_Document section_.
○ ○ ○ ○

MoleculesToTriangles → gemmi migration plan
MoleculesToTriangles → gemmi migration plan
A focused conversion plan for the MoleculesToTriangles/ rendering subsystem, as a
self-contained pilot of the larger mmdb2 → gemmi backend migration. This subsystem is a
good test bed precisely because it is standalone: nothing inside it reaches into other
Coot code, and it returns no mmdb objects — only coot::simple_mesh_t meshes.
Reference trees: gemmi at ~/gemmi/include/gemmi/, mmdb at ~/compile/mmdb2-2.0.22/.
1. Scope by the numbers
~70 files reference mmdb across two libraries:
| Library | Dir | Role |
|---|---|---|
libMoleculesToTrianglesCXXClasses |
CXXClasses/ |
molecule wrapper, selections, colour, representations, primitives |
libMoleculesToTrianglesCXXSurface |
CXXSurface/ |
molecular / electrostatic surface generation |
mmdb symbol frequency (top): mmdb::Atom ×264, mmdb::Manager ×132, mmdb::Residue ×34,
mmdb::Chain ×21, SELECTION_KEY ×16, mmdb::Model ×13, SSE_* ×27, UDR_ATOM ×6,
getVdWaalsRadius ×5.
mmdb-heaviest files: CXXClasses/MolecularRepresentation.cpp (107), CXXClasses/MyMolecule.cpp
(72), CXXClasses/CompoundSelection.cpp (61), CXXSurface/CXXSurfaceMaker.cpp (37),
CXXClasses/tubes.cc (37), CXXSurface/CXXUtils.cpp (21), CXXSurface/CXXCreator.cpp (21).

○ ○ ○ ○

_Supplied data_.
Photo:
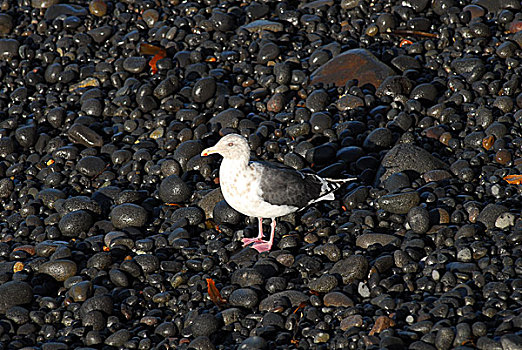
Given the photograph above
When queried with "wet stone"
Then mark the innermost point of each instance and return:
(357, 64)
(351, 268)
(261, 24)
(8, 48)
(91, 166)
(75, 223)
(204, 325)
(57, 10)
(173, 190)
(60, 270)
(244, 297)
(6, 23)
(135, 64)
(368, 239)
(323, 284)
(399, 203)
(409, 157)
(128, 215)
(14, 293)
(204, 89)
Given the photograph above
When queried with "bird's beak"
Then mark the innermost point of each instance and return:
(208, 151)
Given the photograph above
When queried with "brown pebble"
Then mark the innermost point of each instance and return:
(98, 8)
(503, 156)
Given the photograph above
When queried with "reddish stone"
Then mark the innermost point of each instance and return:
(357, 64)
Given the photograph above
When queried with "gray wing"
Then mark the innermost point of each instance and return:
(287, 186)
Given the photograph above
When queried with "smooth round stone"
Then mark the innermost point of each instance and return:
(205, 325)
(6, 187)
(268, 52)
(204, 89)
(100, 34)
(149, 263)
(225, 214)
(276, 103)
(488, 216)
(368, 239)
(397, 182)
(26, 135)
(92, 106)
(194, 215)
(42, 4)
(323, 284)
(14, 293)
(379, 138)
(222, 21)
(81, 291)
(317, 101)
(18, 314)
(150, 17)
(135, 64)
(254, 342)
(60, 270)
(83, 135)
(173, 190)
(8, 48)
(6, 23)
(128, 214)
(320, 122)
(243, 297)
(246, 277)
(337, 299)
(118, 338)
(74, 223)
(229, 118)
(399, 203)
(56, 10)
(98, 8)
(91, 166)
(352, 268)
(202, 343)
(419, 220)
(186, 150)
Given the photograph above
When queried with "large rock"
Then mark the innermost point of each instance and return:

○ ○ ○ ○

_Tasks to complete_.
• 1. Reproduce a passage from the gemmi migration plan, beginning at the words "Reference trees: gemmi" and stopping after "getVdWaalsRadius ×5.".
• 2. According to the gemmi migration plan, which file references mmdb the most?
• 3. Extend the gemmi migration plan past its final sentence.
The lines have nothing to do with the migration plan.

_Answers below_.
• 1.
Reference trees: gemmi at ~/gemmi/include/gemmi/, mmdb at ~/compile/mmdb2-2.0.22/.
1. Scope by the numbers
~70 files reference mmdb across two libraries:
| Library | Dir | Role |
|---|---|---|
libMoleculesToTrianglesCXXClasses |
CXXClasses/ |
molecule wrapper, selections, colour, representations, primitives |
libMoleculesToTrianglesCXXSurface |
CXXSurface/ |
molecular / electrostatic surface generation |
mmdb symbol frequency (top): mmdb::Atom ×264, mmdb::Manager ×132, mmdb::Residue ×34,
mmdb::Chain ×21, SELECTION_KEY ×16, mmdb::Model ×13, SSE_* ×27, UDR_ATOM ×6,
getVdWaalsRadius ×5.

• 2. CXXClasses/MolecularRepresentation.cpp, with 107 references.

• 3.
2. The external API contract (must keep working)
The rest of Coot calls into M2T from api/coot-molecule-moltris.cc,
src/molecular-mesh-generator.cc, src/molecular-mesh-generator-mol-tris.cc,
src/molecule-class-info.h, docking/intermolecular-energy.cc. The surface it depends on:
| Entry point | Currently takes | Returns |
|---|---|---|
MyMolecule(mmdb::Manager*, int ssFlag) |
mmdb manager | wrapped molecule |
MolecularRepresentationInstance::create(MyMolecule, ColorScheme, selStr, style) |
selection string | representation → primitives |
ColorScheme::colorByElementScheme() / …Secondary / …BFactor / …ChainsScheme… |
— | colour scheme |
CompoundSelection(std::string) |
mmdb-style CID string | selection object |
CXXCreator(mmdb::Manager*, int selHnd) |
manager + mmdb selHnd | clipper NXmap (electrostatics) |
CXXUtils::assignCharge(mmdb::Manager*, int selHnd, CXXChargeTable*) |
manager + mmdb selHnd | writes charges |
| output | — | coot::simple_mesh_t (pos/normal/colour + triangles) |
Two of these — CXXCreator and CXXUtils::assignCharge — take an mmdb selection handle
from the caller (atom_sel.SelectionHandle). They are the most entangled with the caller and
are sequenced last (the electrostatics path). Everything else takes a selection string or no
mmdb at all, so the boundary is clean.
Selection strings in use are mmdb CID, e.g. "//A/*.*/*:*", "/*/*/*.*/N,CA,C,O,H",
"/*/*/(WAT,HOH)".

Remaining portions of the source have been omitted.